**WHAT IS NEEDED:** Rewrite the forum thread, beginning at "Here's your chance" and stopping after "a heart beat.", and swap "money" for "cash".

**GIVEN PASSAGE:**
begin
# You guys got to see this...



## Kelly Painting (Apr 17, 2007)

http://worcester.craigslist.org/bfs/787614840.html

Here's your chance to own a real pressure washing business..
don't let this slip by........


----------



## timhag (Sep 30, 2007)

:laughing::laughing: Dude had a really big business going on there. Wish I had the money, would buy in a heart beat.


----------



## plainpainter (Nov 6, 2007)

Another toothless ***** going out of business, good riddance. Now he has left a legacy of $99/house wash customers that have to be re-educated as to the true value of pressure washing services.


----------



## Kelly Painting (Apr 17, 2007)

Do you think he'll sell his client list?


----------



## timhag (Sep 30, 2007)

Kelly Painting said:


> Do you think he'll sell his client list?


To tell the truth, I really don't think he ever had a client list. :no:


----------



## ewingpainting.net (Jun 2, 2008)

Maybe if you ask Sev if he will throw in the spray cans. You might just have a deal.


----------



## tsunamicontract (May 3, 2008)

or that someone would want it.
But Brian, are you getting out of pressure washing?

And where has Ken been?
end
Entries drawn from a collection:
begin
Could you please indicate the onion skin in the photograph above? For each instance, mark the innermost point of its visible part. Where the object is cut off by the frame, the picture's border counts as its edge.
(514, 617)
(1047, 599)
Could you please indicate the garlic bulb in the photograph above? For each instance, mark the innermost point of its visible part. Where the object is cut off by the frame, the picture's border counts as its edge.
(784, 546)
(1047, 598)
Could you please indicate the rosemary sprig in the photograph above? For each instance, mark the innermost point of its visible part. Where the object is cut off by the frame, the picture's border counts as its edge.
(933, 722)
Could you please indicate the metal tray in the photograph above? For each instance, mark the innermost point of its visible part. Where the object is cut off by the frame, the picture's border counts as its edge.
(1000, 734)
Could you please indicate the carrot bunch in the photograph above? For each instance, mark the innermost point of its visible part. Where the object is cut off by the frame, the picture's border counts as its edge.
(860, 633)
end
**WRITTEN RESPONSE:**
Here's your chance to own a real pressure washing business..
don't let this slip by........


----------



## timhag (Sep 30, 2007)

:laughing::laughing: Dude had a really big business going on there. Wish I had the cash, would buy in a heart beat.